━━━ Dataset extract
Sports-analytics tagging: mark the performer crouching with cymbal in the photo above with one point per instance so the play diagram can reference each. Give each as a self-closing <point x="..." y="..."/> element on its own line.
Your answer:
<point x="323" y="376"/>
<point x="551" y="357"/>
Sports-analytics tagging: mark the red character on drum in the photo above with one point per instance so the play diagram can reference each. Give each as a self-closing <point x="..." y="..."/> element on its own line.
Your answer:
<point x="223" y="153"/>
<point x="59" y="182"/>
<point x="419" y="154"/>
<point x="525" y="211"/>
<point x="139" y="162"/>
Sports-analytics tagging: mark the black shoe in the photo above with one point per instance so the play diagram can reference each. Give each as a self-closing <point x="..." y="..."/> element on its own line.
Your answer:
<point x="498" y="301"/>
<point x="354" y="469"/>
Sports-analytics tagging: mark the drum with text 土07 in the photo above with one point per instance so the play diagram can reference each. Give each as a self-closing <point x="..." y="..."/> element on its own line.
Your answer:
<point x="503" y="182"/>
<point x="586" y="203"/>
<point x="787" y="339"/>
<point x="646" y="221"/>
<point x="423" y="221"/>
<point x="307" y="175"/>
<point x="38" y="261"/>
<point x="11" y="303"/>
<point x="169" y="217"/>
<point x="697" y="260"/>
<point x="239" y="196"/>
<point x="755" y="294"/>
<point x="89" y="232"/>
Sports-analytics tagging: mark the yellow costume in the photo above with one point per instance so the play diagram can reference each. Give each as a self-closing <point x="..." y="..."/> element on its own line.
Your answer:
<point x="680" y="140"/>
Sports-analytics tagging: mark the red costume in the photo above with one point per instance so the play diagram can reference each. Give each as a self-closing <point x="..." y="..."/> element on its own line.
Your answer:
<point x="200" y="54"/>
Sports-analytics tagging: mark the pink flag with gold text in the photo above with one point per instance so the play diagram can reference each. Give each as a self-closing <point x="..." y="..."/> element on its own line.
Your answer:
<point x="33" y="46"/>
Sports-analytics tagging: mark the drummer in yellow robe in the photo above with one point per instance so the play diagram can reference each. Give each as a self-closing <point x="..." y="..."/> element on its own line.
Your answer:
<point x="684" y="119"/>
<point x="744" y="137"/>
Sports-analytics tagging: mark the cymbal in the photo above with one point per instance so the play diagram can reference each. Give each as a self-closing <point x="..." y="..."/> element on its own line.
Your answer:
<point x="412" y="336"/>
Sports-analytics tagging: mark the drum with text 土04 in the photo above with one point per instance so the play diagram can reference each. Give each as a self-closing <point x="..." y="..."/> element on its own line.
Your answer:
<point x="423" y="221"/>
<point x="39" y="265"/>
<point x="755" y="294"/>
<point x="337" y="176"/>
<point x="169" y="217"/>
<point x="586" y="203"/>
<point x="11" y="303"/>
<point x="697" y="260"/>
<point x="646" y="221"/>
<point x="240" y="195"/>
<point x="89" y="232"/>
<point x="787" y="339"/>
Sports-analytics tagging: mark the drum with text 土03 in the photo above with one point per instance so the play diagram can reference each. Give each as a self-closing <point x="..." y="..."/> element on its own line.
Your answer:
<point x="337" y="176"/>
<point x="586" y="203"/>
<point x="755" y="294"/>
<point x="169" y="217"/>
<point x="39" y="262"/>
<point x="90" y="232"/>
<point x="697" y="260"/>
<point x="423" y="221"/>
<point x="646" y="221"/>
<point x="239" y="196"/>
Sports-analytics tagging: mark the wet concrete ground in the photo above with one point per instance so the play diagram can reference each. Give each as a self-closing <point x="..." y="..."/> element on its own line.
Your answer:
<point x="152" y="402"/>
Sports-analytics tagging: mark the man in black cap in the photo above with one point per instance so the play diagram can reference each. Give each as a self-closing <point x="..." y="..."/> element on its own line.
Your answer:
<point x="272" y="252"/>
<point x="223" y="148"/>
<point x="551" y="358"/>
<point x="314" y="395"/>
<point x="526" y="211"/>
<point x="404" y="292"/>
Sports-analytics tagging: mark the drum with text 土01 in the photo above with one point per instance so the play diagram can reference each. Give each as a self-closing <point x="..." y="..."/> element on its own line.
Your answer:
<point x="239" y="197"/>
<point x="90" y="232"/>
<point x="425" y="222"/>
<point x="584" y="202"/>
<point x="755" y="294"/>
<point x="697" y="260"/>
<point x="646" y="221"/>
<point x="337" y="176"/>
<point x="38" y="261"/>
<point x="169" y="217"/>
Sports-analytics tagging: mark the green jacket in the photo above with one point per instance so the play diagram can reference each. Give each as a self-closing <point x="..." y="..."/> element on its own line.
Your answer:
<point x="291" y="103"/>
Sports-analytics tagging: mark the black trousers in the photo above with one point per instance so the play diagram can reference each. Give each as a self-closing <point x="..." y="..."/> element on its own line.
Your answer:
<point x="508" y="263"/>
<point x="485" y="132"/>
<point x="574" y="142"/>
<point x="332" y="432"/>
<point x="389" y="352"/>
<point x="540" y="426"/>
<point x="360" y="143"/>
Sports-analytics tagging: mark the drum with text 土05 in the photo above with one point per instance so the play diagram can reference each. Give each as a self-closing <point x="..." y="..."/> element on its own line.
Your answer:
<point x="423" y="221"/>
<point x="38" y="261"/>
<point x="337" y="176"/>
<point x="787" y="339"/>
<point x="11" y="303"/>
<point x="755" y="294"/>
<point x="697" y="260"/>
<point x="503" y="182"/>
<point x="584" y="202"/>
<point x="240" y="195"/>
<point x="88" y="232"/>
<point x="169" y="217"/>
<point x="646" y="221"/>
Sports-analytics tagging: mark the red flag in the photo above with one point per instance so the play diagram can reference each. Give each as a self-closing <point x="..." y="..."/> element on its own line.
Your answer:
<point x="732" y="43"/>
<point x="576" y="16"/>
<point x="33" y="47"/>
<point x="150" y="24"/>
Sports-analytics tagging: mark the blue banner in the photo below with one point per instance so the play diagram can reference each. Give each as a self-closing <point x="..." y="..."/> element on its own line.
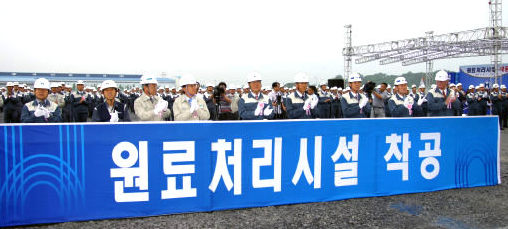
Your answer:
<point x="69" y="172"/>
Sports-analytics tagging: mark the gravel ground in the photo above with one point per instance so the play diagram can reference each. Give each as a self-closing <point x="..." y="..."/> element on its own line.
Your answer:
<point x="483" y="207"/>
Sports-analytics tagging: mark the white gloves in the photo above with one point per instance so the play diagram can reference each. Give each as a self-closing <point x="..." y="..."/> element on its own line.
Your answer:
<point x="313" y="101"/>
<point x="194" y="105"/>
<point x="307" y="104"/>
<point x="160" y="107"/>
<point x="114" y="117"/>
<point x="41" y="111"/>
<point x="267" y="111"/>
<point x="408" y="102"/>
<point x="363" y="102"/>
<point x="259" y="109"/>
<point x="421" y="101"/>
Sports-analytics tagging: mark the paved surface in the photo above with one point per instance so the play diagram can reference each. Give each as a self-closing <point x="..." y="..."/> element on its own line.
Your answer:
<point x="483" y="207"/>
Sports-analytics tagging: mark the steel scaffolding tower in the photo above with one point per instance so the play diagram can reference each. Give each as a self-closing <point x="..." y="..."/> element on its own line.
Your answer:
<point x="490" y="41"/>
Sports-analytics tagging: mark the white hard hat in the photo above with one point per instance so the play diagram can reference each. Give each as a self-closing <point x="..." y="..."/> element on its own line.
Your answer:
<point x="301" y="78"/>
<point x="355" y="77"/>
<point x="399" y="80"/>
<point x="187" y="79"/>
<point x="108" y="84"/>
<point x="442" y="75"/>
<point x="148" y="80"/>
<point x="253" y="77"/>
<point x="54" y="84"/>
<point x="42" y="83"/>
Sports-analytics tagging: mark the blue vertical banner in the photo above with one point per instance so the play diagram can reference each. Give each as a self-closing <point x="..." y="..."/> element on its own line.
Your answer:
<point x="69" y="172"/>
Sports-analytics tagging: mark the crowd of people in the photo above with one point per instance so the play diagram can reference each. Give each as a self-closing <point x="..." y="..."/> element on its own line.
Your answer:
<point x="57" y="102"/>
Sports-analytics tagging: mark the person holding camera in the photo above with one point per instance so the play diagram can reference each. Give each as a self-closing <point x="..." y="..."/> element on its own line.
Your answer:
<point x="379" y="98"/>
<point x="276" y="97"/>
<point x="41" y="110"/>
<point x="353" y="103"/>
<point x="325" y="101"/>
<point x="401" y="104"/>
<point x="223" y="102"/>
<point x="300" y="105"/>
<point x="148" y="106"/>
<point x="110" y="110"/>
<point x="189" y="106"/>
<point x="441" y="100"/>
<point x="255" y="105"/>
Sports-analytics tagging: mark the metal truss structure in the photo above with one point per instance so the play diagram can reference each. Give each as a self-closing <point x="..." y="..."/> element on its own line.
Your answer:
<point x="490" y="41"/>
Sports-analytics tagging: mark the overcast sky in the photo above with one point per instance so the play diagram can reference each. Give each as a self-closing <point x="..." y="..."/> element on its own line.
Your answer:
<point x="218" y="39"/>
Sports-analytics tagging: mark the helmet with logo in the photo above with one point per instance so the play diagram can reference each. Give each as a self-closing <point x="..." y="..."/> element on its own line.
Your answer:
━━━━━━
Wherever the string "black" shows up in a line of the records, count that line once. Report the total alone.

3